In the blog excerpt, which book does the writer call The Little Prince for adults?

■ **Text under study**
Content starts

I was saddened to see that Kurt Vonnegut passed away this week.  I was never forced to read his work when I was in school so I had the opportunity to read it at my own leisure when I was older and could absorb it better.  Breakfast of Champions  is like The Little Princefor adults.  If you are ever allowed the opportunity, read it.

 

Tuesday, April 10, 2007

Oh, the Places You'll Go!


Oh, the Places You'll Go!

Happy Birthday Blog!

The link above will direct you to my latest epic.  I thank God for blessing me with four special cherubs (unfortuneately Trevor had school this week and could not accompany us) who put up with a rather peculiar uncle.  Of all children's literature the title above has always struck me as uncontrivingly deep.  Enjoy if you can.

Well of all the subjects I thought about for today; Blog as offspring, how the blog has changed me, where the blog goes now or I blog therefore I am, none would have solely accounted for the pleasure I have derived from this endeavor.  It has helped me step outside of myself and act as a narrator to an otherwise random sequence of events.  That's nice.  But most importantly it has helped me keep in touch with you and there is nothing more special than that.

Other titles that meant a lot to me when I was a child:

The Giving Tree

Frog and Toad are Friends

Saturday, April 7, 2007

looking back on it all...

Content ends

■ **Extracted data**
Content starts

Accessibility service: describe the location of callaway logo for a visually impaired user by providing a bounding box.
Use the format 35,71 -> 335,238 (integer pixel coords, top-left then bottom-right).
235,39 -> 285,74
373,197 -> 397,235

Content ends
Content starts

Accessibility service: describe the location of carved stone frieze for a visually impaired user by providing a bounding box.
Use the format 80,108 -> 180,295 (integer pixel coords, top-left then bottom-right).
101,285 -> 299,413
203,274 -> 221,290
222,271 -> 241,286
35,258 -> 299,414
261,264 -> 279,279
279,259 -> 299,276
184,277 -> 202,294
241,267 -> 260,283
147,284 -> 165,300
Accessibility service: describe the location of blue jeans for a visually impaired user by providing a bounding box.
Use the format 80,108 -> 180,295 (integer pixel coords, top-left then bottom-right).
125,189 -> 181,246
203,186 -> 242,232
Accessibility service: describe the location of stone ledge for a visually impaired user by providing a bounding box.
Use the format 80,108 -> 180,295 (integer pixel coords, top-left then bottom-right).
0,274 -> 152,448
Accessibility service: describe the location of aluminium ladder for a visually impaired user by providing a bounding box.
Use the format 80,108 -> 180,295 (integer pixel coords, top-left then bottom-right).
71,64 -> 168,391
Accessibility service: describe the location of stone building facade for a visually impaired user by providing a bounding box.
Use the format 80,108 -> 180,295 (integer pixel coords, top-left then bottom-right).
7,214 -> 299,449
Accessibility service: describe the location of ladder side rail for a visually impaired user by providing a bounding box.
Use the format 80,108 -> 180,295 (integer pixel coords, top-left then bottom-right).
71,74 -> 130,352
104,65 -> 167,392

Content ends

■ **Answer to this problem**
Breakfast of Champions